_SET PROBLEM A_
Add 86 to every bounding box coordinate in the records below, from the start of the records through the line containing "[161,474,196,504]", and write out only that part again with all other lines unchanged.

_DOCUMENT SECTION_
# Not wearing goggles while riding?



## Notebender (Jan 16, 2012)

Hey guys, this is my first post on the forum, but I've lurked for a while

I borrowed a pair of Oakley snow goggles from a friend this weekend, and found my peripheral vision being blocked by them. 

I ended up riding without goggles that day without a problem. 

Are there any reasons why I should wear goggles and are there any that give you peripheral vision?

Thanks for the help guys:thumbsup:


----------



## Aznglfer (Nov 27, 2011)

You should wear some sort of protections because UV rays are stronger in the mountains. You should look at some Electric EG2, Smith I/Os and I think there are some Oakleys that give a peripheral vision. You should go try some on too.


----------



## linvillegorge (Jul 6, 2009)

Smith I/O, Dragon APX, Electric EG2, Von Zipper Fish Bowls

Sometimes I just sport sunglasses on bluebird days, but goggles do a much better job blocking wind. Try maching down a run with no goggles or glasses. Hit about 35mph or so and your eyes start watering to the point of being damn near blind. Hell, I've blown a contact out of my left eye even while wearing goggles. Luckily I was wearing goggles so I just fetched it out of the lens and popped it back on. If I wasn't my day would've been done and I woulda been driving home cyclops style.


----------



## Notebender (Jan 16, 2012)

Thanks guys,
I'm about to check those out and see which ones I like the most.

[Entries on finding named things]
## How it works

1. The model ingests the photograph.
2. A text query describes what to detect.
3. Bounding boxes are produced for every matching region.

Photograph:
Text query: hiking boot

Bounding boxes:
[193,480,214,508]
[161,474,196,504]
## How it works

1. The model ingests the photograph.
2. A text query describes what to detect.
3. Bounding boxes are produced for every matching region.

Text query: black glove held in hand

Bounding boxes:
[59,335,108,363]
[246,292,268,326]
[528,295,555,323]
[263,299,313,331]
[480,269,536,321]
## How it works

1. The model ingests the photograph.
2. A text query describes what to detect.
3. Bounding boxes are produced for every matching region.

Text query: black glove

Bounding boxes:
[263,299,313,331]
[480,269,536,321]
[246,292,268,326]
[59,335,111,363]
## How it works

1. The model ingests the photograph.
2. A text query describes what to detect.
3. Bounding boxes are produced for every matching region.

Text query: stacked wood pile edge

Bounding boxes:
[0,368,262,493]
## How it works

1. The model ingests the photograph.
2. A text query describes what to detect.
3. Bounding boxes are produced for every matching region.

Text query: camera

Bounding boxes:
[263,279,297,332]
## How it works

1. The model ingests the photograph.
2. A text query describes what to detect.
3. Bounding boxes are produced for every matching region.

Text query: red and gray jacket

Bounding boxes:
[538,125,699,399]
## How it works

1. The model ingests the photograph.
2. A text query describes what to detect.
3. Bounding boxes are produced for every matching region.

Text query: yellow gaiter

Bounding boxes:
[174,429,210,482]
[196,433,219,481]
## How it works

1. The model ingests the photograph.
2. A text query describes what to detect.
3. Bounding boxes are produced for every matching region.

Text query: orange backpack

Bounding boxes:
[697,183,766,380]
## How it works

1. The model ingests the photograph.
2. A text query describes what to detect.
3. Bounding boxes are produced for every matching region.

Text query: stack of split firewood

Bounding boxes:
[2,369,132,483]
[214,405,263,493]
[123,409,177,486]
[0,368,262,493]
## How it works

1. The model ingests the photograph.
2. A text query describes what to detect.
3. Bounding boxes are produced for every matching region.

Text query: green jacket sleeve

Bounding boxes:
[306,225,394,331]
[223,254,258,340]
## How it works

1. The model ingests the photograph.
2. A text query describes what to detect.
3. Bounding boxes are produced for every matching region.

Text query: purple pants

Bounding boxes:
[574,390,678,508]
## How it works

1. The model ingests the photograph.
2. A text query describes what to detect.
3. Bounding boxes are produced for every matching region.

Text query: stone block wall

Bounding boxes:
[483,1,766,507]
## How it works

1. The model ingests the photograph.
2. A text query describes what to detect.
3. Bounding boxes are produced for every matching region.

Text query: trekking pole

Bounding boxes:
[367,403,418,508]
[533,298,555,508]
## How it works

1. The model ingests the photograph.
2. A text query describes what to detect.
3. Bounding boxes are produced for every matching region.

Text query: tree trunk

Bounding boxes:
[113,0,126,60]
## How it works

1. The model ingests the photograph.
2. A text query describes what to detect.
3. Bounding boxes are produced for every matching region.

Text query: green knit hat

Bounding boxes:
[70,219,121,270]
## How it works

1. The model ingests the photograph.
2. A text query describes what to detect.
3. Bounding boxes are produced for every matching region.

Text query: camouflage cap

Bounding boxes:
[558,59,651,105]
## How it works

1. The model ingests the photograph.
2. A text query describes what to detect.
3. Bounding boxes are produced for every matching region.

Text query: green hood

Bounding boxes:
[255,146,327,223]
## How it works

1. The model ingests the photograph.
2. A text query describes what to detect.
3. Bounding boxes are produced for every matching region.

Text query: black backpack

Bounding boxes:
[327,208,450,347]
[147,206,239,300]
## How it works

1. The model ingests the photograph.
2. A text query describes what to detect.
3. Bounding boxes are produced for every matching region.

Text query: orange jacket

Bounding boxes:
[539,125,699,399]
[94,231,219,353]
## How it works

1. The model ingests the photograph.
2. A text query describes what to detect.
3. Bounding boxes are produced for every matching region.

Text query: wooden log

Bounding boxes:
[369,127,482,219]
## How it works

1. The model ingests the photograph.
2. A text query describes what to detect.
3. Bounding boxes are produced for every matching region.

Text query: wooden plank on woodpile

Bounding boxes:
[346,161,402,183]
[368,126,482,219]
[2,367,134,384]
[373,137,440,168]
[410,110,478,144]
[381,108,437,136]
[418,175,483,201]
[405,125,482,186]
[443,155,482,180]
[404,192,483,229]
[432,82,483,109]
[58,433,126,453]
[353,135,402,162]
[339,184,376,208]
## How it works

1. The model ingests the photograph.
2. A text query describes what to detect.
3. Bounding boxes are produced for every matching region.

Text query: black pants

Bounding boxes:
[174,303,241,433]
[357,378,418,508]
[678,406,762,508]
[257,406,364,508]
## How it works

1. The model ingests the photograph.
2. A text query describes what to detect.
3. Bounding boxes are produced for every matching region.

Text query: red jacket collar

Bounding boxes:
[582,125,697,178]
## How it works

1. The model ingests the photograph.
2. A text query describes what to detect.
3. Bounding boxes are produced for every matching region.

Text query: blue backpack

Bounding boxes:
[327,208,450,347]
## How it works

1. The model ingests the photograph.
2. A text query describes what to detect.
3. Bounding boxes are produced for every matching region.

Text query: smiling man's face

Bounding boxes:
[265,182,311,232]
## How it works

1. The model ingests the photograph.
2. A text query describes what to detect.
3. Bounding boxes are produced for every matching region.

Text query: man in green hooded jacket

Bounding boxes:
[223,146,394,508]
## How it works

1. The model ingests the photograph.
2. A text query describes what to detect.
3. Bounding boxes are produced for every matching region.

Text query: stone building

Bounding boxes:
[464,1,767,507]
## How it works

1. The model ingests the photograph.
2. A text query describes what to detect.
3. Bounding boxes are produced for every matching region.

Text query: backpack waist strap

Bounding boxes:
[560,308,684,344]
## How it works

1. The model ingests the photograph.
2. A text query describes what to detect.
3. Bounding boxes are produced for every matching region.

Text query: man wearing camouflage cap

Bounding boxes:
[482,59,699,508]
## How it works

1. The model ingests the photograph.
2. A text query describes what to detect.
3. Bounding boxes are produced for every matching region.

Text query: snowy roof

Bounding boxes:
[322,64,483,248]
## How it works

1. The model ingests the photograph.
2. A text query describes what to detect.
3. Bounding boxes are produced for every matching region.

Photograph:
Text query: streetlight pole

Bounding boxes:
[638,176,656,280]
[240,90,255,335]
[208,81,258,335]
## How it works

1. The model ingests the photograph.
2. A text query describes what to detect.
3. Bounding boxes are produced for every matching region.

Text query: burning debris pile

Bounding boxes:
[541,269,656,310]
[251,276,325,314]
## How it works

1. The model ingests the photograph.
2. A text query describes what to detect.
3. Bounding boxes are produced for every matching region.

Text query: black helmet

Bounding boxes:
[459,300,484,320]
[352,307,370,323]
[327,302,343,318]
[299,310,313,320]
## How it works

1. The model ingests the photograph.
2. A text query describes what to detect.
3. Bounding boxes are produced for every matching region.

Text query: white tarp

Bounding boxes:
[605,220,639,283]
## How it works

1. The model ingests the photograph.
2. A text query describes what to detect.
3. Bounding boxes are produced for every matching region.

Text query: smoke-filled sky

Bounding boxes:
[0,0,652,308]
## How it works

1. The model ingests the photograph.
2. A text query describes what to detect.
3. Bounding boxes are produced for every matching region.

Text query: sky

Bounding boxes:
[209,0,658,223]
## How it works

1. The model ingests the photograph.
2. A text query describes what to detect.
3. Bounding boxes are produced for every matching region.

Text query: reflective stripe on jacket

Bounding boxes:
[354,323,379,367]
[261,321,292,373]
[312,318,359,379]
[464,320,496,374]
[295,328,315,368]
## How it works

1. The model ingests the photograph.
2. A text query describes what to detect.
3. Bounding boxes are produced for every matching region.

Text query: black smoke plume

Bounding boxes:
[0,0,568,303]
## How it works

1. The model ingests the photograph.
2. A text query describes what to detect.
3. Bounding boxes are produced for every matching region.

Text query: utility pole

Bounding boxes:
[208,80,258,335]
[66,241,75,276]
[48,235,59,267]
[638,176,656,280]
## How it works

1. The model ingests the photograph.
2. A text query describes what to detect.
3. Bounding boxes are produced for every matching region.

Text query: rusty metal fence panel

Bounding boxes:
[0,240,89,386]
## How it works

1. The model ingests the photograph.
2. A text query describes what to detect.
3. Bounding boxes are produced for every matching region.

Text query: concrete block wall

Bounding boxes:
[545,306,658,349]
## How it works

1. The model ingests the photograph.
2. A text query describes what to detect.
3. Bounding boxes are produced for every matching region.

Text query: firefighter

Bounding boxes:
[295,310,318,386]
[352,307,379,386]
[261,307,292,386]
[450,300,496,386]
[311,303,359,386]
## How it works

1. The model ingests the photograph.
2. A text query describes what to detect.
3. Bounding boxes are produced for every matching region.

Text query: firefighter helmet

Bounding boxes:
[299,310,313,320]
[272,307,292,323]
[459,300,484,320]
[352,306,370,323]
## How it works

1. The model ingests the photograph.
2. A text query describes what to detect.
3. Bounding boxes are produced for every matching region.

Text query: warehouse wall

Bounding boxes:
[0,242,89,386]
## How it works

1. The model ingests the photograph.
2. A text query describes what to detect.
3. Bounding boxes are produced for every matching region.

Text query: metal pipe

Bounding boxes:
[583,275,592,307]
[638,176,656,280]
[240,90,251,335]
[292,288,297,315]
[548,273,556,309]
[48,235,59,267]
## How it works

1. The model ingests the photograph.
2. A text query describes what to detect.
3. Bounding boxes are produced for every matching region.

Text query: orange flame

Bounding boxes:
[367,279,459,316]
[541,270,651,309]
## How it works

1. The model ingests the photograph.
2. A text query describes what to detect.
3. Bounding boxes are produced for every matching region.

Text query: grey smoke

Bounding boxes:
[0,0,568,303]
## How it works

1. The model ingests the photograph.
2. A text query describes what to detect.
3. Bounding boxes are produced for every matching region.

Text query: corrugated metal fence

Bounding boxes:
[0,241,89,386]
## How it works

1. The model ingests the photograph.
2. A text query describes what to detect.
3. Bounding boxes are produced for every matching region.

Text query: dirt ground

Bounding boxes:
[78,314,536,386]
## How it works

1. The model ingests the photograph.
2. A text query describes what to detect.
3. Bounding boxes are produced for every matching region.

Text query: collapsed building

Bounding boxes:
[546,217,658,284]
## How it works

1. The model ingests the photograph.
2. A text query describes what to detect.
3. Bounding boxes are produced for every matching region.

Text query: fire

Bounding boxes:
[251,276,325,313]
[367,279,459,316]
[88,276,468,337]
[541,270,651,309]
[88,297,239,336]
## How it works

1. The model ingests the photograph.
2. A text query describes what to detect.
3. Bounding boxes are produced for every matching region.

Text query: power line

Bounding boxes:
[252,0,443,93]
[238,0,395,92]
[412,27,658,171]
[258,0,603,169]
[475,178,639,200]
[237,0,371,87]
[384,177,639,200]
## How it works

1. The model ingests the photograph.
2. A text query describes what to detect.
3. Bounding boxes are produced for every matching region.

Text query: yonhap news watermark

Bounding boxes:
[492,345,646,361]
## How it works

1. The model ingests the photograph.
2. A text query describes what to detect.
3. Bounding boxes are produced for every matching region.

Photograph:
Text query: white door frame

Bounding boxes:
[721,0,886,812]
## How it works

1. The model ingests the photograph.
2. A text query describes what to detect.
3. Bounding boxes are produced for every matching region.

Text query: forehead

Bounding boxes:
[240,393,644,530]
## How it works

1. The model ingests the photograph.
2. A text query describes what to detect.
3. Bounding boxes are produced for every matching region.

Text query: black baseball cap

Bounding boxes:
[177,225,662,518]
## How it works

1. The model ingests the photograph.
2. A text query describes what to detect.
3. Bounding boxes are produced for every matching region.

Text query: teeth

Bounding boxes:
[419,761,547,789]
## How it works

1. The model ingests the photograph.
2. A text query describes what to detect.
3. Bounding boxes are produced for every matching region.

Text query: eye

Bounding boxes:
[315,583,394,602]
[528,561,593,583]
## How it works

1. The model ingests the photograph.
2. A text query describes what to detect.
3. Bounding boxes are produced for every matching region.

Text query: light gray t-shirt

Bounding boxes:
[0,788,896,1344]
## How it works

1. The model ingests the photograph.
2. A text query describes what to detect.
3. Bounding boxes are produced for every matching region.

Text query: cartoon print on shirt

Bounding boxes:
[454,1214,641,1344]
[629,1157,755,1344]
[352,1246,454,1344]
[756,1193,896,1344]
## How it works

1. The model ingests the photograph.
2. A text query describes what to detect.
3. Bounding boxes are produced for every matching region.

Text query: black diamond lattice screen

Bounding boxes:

_SET PROBLEM B_
Carry the forum thread above about riding without goggles on past its last post.

_EXERCISE OUTPUT A_
## How it works

1. The model ingests the photograph.
2. A text query describes what to detect.
3. Bounding boxes are produced for every matching region.

Photograph:
Text query: hiking boot

Bounding boxes:
[279,566,300,594]
[247,560,282,590]

_EXERCISE OUTPUT B_
Enjoy the shredding!


----------



## NWBoarder (Jan 10, 2010)

Try riding without goggles in 50mph winds in the middle of a blizzard. You'll think twice about riding without them. :laugh:


----------



## Pow?POW! (Dec 22, 2011)

linvillegorge said:


> Hell, I've blown a contact out of my left eye even while wearing goggles.


I've definitely done that a few times.. 

But as everyone said goggles are essential as they serve multiple purposes. Whether it be blocking the wind, sun, snow etc. Or if you're like linvillegorge and I, saving our contacts as those shits are expensive.


----------



## Tarzanman (Dec 20, 2008)

If you are just doing a couple of days and it isn't super sunny or super bright then you shouldn't have any major problems.

At the other end of the spectrum is: Photokeratitis - Wikipedia, the free encyclopedia


----------



## ilikecoupons (Jan 20, 2012)

Goggles help block the wind and prevent your eyes from watering while your riding fast.
They also improve visibility on bright days.
That much of your face is warmer because the goggles are protecting them.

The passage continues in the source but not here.